READING TEXT

········

Tardigrades have been associated with outer space for a long time. In 2014, the new version of the TV show Cosmos made that association explicit in popular culture. This isn't a new idea, and the game has no greater claim on it than the show does.

Furthermore, the imagery and character designs that the game designer has exhibited as evidence bear little or no resemblance to anything we have seen on screen. If we look at the designer's full argument, part of the logic seems to be something like, "I have a black character! So does Discovery! Coincidence??"

What resemblance there is can be chalked up to both being sci-fi. Go look at TNG. Go look at Stargate. Luminous particle effects in space are a common part of the language, I'd say.

When Discovery ends with naked!Stamets leaving Culber for the hot hot embrace of a big blue space Tardigrade, maybe we can have this conversation. ;)

········

RECORDED DATA
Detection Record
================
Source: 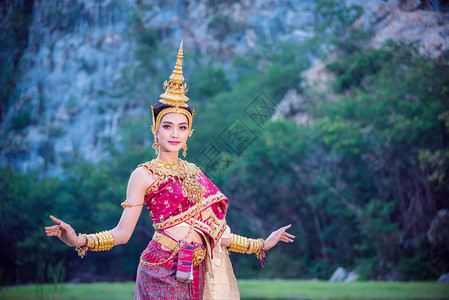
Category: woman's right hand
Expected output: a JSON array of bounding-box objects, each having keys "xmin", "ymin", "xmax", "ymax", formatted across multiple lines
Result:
[{"xmin": 45, "ymin": 216, "xmax": 86, "ymax": 247}]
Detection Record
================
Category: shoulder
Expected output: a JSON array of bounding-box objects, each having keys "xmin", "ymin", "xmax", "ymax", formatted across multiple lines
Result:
[
  {"xmin": 182, "ymin": 160, "xmax": 201, "ymax": 172},
  {"xmin": 129, "ymin": 165, "xmax": 155, "ymax": 186}
]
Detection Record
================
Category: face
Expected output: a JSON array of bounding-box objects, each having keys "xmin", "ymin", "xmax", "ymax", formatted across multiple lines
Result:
[{"xmin": 156, "ymin": 113, "xmax": 189, "ymax": 152}]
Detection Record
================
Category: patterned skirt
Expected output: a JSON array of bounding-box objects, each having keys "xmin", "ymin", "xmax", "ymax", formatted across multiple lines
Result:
[{"xmin": 134, "ymin": 240, "xmax": 205, "ymax": 300}]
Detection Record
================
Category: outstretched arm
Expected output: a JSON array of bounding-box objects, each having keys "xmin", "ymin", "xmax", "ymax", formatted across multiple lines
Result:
[
  {"xmin": 221, "ymin": 224, "xmax": 295, "ymax": 251},
  {"xmin": 45, "ymin": 168, "xmax": 154, "ymax": 247}
]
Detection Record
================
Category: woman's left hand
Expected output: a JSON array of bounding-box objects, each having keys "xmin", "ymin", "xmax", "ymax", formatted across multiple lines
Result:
[{"xmin": 263, "ymin": 224, "xmax": 295, "ymax": 251}]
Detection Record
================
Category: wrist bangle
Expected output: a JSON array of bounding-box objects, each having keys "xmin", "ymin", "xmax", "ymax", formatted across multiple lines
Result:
[{"xmin": 75, "ymin": 231, "xmax": 114, "ymax": 258}]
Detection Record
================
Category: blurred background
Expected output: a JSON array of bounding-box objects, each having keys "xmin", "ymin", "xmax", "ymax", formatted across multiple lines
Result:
[{"xmin": 0, "ymin": 0, "xmax": 449, "ymax": 285}]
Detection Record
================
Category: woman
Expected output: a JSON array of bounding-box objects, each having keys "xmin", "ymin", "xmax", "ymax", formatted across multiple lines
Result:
[{"xmin": 45, "ymin": 42, "xmax": 294, "ymax": 299}]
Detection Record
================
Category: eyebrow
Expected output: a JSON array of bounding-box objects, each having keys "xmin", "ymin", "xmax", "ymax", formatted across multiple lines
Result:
[{"xmin": 162, "ymin": 121, "xmax": 187, "ymax": 125}]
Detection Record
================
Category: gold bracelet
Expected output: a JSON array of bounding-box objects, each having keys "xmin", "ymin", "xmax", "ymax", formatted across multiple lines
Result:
[
  {"xmin": 228, "ymin": 233, "xmax": 249, "ymax": 253},
  {"xmin": 228, "ymin": 233, "xmax": 264, "ymax": 259},
  {"xmin": 75, "ymin": 233, "xmax": 88, "ymax": 258},
  {"xmin": 76, "ymin": 231, "xmax": 114, "ymax": 257}
]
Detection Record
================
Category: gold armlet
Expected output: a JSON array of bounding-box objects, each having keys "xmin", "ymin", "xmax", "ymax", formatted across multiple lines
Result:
[
  {"xmin": 120, "ymin": 200, "xmax": 143, "ymax": 209},
  {"xmin": 228, "ymin": 233, "xmax": 265, "ymax": 260},
  {"xmin": 76, "ymin": 231, "xmax": 114, "ymax": 258},
  {"xmin": 228, "ymin": 233, "xmax": 249, "ymax": 253}
]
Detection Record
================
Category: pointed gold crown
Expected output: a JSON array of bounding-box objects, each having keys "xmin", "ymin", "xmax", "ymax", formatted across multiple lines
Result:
[
  {"xmin": 151, "ymin": 41, "xmax": 193, "ymax": 136},
  {"xmin": 159, "ymin": 41, "xmax": 189, "ymax": 107}
]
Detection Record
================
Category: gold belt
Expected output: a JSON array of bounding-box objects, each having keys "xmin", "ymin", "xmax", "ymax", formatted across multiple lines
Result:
[{"xmin": 153, "ymin": 231, "xmax": 206, "ymax": 266}]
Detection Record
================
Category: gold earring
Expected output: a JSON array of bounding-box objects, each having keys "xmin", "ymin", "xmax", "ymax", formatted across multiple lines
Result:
[{"xmin": 153, "ymin": 137, "xmax": 161, "ymax": 156}]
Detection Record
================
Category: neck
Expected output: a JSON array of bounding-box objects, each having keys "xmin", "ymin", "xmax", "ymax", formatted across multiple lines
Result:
[{"xmin": 157, "ymin": 151, "xmax": 178, "ymax": 163}]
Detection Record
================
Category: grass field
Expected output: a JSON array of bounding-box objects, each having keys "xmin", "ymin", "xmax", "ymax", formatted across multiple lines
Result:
[{"xmin": 0, "ymin": 280, "xmax": 449, "ymax": 300}]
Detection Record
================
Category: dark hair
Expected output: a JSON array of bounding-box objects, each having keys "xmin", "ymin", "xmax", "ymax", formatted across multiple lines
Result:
[{"xmin": 153, "ymin": 101, "xmax": 192, "ymax": 120}]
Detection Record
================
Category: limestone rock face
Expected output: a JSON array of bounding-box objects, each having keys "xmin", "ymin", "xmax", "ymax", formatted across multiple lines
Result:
[
  {"xmin": 0, "ymin": 0, "xmax": 449, "ymax": 176},
  {"xmin": 0, "ymin": 0, "xmax": 135, "ymax": 175}
]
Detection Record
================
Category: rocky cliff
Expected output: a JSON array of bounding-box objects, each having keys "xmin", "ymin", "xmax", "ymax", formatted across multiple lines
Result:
[{"xmin": 0, "ymin": 0, "xmax": 449, "ymax": 175}]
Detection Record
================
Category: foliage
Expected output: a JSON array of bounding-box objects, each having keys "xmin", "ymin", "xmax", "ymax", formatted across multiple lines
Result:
[
  {"xmin": 0, "ymin": 279, "xmax": 449, "ymax": 300},
  {"xmin": 0, "ymin": 0, "xmax": 449, "ymax": 284}
]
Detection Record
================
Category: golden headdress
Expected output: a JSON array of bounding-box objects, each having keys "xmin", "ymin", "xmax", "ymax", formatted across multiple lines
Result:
[{"xmin": 151, "ymin": 41, "xmax": 193, "ymax": 135}]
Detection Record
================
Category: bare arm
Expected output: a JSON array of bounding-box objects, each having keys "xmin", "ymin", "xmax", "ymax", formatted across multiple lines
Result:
[
  {"xmin": 110, "ymin": 168, "xmax": 155, "ymax": 245},
  {"xmin": 221, "ymin": 225, "xmax": 295, "ymax": 251},
  {"xmin": 45, "ymin": 168, "xmax": 155, "ymax": 246}
]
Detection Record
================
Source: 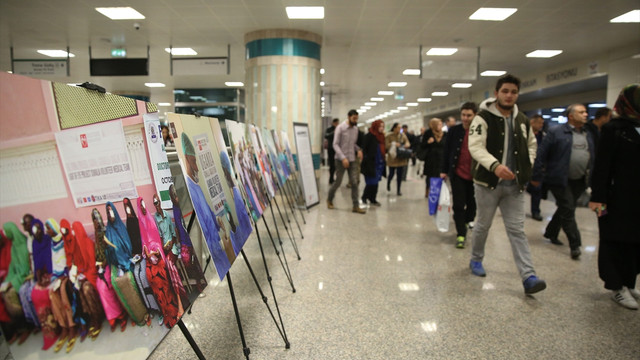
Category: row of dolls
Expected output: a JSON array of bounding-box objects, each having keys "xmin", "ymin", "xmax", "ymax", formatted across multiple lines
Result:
[{"xmin": 0, "ymin": 189, "xmax": 206, "ymax": 352}]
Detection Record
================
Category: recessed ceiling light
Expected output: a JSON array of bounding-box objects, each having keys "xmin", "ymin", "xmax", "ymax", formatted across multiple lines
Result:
[
  {"xmin": 480, "ymin": 70, "xmax": 507, "ymax": 76},
  {"xmin": 609, "ymin": 10, "xmax": 640, "ymax": 23},
  {"xmin": 38, "ymin": 50, "xmax": 75, "ymax": 57},
  {"xmin": 527, "ymin": 50, "xmax": 562, "ymax": 58},
  {"xmin": 469, "ymin": 8, "xmax": 518, "ymax": 21},
  {"xmin": 286, "ymin": 6, "xmax": 324, "ymax": 19},
  {"xmin": 427, "ymin": 48, "xmax": 458, "ymax": 56},
  {"xmin": 402, "ymin": 69, "xmax": 420, "ymax": 75},
  {"xmin": 164, "ymin": 48, "xmax": 198, "ymax": 55},
  {"xmin": 96, "ymin": 7, "xmax": 144, "ymax": 20}
]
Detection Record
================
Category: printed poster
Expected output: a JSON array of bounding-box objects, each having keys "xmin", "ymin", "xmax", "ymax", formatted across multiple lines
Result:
[
  {"xmin": 55, "ymin": 120, "xmax": 138, "ymax": 208},
  {"xmin": 143, "ymin": 113, "xmax": 173, "ymax": 209}
]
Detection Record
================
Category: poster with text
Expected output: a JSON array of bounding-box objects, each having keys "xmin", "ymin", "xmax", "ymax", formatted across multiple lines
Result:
[
  {"xmin": 226, "ymin": 120, "xmax": 268, "ymax": 221},
  {"xmin": 55, "ymin": 120, "xmax": 138, "ymax": 207},
  {"xmin": 293, "ymin": 123, "xmax": 319, "ymax": 208},
  {"xmin": 249, "ymin": 125, "xmax": 276, "ymax": 199},
  {"xmin": 143, "ymin": 113, "xmax": 173, "ymax": 209}
]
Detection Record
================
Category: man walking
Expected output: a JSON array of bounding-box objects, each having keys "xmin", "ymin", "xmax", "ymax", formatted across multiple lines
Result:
[
  {"xmin": 324, "ymin": 119, "xmax": 340, "ymax": 185},
  {"xmin": 440, "ymin": 102, "xmax": 478, "ymax": 249},
  {"xmin": 327, "ymin": 110, "xmax": 366, "ymax": 214},
  {"xmin": 469, "ymin": 74, "xmax": 547, "ymax": 294},
  {"xmin": 531, "ymin": 104, "xmax": 595, "ymax": 260}
]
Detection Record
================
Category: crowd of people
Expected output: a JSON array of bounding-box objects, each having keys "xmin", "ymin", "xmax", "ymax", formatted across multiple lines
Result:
[{"xmin": 325, "ymin": 74, "xmax": 640, "ymax": 310}]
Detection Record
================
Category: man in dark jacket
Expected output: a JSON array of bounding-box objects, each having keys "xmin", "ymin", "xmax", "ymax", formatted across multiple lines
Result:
[
  {"xmin": 440, "ymin": 102, "xmax": 478, "ymax": 249},
  {"xmin": 531, "ymin": 104, "xmax": 595, "ymax": 260},
  {"xmin": 324, "ymin": 119, "xmax": 340, "ymax": 185}
]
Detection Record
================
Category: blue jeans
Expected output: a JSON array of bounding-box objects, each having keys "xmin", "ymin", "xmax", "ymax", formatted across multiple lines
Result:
[{"xmin": 471, "ymin": 184, "xmax": 535, "ymax": 281}]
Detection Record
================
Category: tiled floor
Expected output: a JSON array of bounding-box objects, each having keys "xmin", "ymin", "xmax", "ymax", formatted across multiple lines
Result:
[{"xmin": 151, "ymin": 164, "xmax": 640, "ymax": 359}]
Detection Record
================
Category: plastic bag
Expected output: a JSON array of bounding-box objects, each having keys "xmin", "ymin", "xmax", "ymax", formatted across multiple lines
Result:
[
  {"xmin": 436, "ymin": 182, "xmax": 451, "ymax": 232},
  {"xmin": 429, "ymin": 177, "xmax": 442, "ymax": 215}
]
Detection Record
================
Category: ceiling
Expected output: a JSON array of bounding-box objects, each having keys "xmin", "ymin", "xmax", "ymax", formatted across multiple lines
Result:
[{"xmin": 0, "ymin": 0, "xmax": 640, "ymax": 119}]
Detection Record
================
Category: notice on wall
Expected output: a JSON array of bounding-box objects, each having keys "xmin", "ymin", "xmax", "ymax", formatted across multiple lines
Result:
[
  {"xmin": 56, "ymin": 121, "xmax": 138, "ymax": 207},
  {"xmin": 293, "ymin": 123, "xmax": 320, "ymax": 209},
  {"xmin": 143, "ymin": 113, "xmax": 173, "ymax": 209}
]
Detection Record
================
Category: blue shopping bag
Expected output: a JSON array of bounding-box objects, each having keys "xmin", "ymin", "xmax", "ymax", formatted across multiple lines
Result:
[{"xmin": 429, "ymin": 177, "xmax": 442, "ymax": 215}]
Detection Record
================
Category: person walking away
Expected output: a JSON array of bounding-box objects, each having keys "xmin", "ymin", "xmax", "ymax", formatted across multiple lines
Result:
[
  {"xmin": 327, "ymin": 110, "xmax": 366, "ymax": 214},
  {"xmin": 360, "ymin": 120, "xmax": 386, "ymax": 206},
  {"xmin": 324, "ymin": 119, "xmax": 340, "ymax": 185},
  {"xmin": 442, "ymin": 102, "xmax": 478, "ymax": 249},
  {"xmin": 469, "ymin": 74, "xmax": 547, "ymax": 295},
  {"xmin": 384, "ymin": 123, "xmax": 411, "ymax": 196},
  {"xmin": 531, "ymin": 104, "xmax": 595, "ymax": 260},
  {"xmin": 527, "ymin": 114, "xmax": 546, "ymax": 221},
  {"xmin": 589, "ymin": 84, "xmax": 640, "ymax": 310}
]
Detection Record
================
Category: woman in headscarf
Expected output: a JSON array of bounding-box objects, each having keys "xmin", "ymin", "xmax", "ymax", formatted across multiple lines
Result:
[
  {"xmin": 45, "ymin": 218, "xmax": 78, "ymax": 352},
  {"xmin": 169, "ymin": 184, "xmax": 207, "ymax": 293},
  {"xmin": 31, "ymin": 219, "xmax": 60, "ymax": 350},
  {"xmin": 360, "ymin": 120, "xmax": 386, "ymax": 206},
  {"xmin": 106, "ymin": 201, "xmax": 149, "ymax": 326},
  {"xmin": 122, "ymin": 198, "xmax": 160, "ymax": 314},
  {"xmin": 589, "ymin": 84, "xmax": 640, "ymax": 310},
  {"xmin": 86, "ymin": 208, "xmax": 127, "ymax": 332},
  {"xmin": 0, "ymin": 222, "xmax": 31, "ymax": 345}
]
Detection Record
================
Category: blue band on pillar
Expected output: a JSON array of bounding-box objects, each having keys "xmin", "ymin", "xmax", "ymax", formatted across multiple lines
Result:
[{"xmin": 246, "ymin": 38, "xmax": 320, "ymax": 60}]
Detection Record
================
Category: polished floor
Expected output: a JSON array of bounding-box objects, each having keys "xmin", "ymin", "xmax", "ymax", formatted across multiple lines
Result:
[{"xmin": 150, "ymin": 164, "xmax": 640, "ymax": 359}]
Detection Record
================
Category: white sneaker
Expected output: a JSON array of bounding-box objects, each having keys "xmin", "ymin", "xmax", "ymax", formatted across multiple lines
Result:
[
  {"xmin": 611, "ymin": 286, "xmax": 638, "ymax": 310},
  {"xmin": 627, "ymin": 288, "xmax": 640, "ymax": 300}
]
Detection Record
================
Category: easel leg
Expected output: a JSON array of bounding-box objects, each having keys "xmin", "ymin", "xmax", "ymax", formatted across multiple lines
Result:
[
  {"xmin": 178, "ymin": 319, "xmax": 206, "ymax": 360},
  {"xmin": 227, "ymin": 272, "xmax": 251, "ymax": 360}
]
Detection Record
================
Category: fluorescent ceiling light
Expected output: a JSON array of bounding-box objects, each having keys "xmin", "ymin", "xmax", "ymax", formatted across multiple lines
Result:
[
  {"xmin": 286, "ymin": 6, "xmax": 324, "ymax": 19},
  {"xmin": 96, "ymin": 7, "xmax": 144, "ymax": 20},
  {"xmin": 427, "ymin": 48, "xmax": 458, "ymax": 56},
  {"xmin": 480, "ymin": 70, "xmax": 507, "ymax": 76},
  {"xmin": 402, "ymin": 69, "xmax": 420, "ymax": 75},
  {"xmin": 589, "ymin": 103, "xmax": 607, "ymax": 108},
  {"xmin": 38, "ymin": 50, "xmax": 75, "ymax": 57},
  {"xmin": 164, "ymin": 48, "xmax": 198, "ymax": 55},
  {"xmin": 609, "ymin": 10, "xmax": 640, "ymax": 23},
  {"xmin": 527, "ymin": 50, "xmax": 562, "ymax": 58},
  {"xmin": 469, "ymin": 8, "xmax": 518, "ymax": 21}
]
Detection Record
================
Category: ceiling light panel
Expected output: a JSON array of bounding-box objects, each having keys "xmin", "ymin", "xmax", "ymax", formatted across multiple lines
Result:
[
  {"xmin": 286, "ymin": 6, "xmax": 324, "ymax": 19},
  {"xmin": 469, "ymin": 8, "xmax": 518, "ymax": 21},
  {"xmin": 96, "ymin": 7, "xmax": 144, "ymax": 20}
]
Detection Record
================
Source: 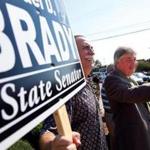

········

PROBLEMS
1) Return the passage of the commentary on Discovery and the tardigrade game starting at "Furthermore, the imagery" and ending at "language, I'd say.".
2) Extend the commentary on Discovery and the tardigrade game beyond its final sentence.
The records were drawn from a source separate from the commentary on Discovery and the tardigrade game.

ANSWERS
1)
Furthermore, the imagery and character designs that the game designer has exhibited as evidence bear little or no resemblance to anything we have seen on screen. If we look at the designer's full argument, part of the logic seems to be something like, "I have a black character! So does Discovery! Coincidence??"

What resemblance there is can be chalked up to both being sci-fi. Go look at TNG. Go look at Stargate. Luminous particle effects in space are a common part of the language, I'd say.

2)
So a giant tardigrade being used for intergalactic space travel in a game and a TV show, both being developed at about the same time is just a coincidence :shrug:

Yes. Given the ongoing public and scientific fascination with the Tardigrade's ability to survive in the vacuum of space, it's not at all surprising that people have thought about it being a space traveler. There is also the fact that the Tardigrade was intended to be a cast member on the bridge but was changed for budgetary reasons; these images are what they came up with when that idea fell through. You wouldn't expect that to be the case if they were stealing someone else's ideas.

There's also the fact that the tardigrade barely appears in the scheme of the show. It's simply not a major concept.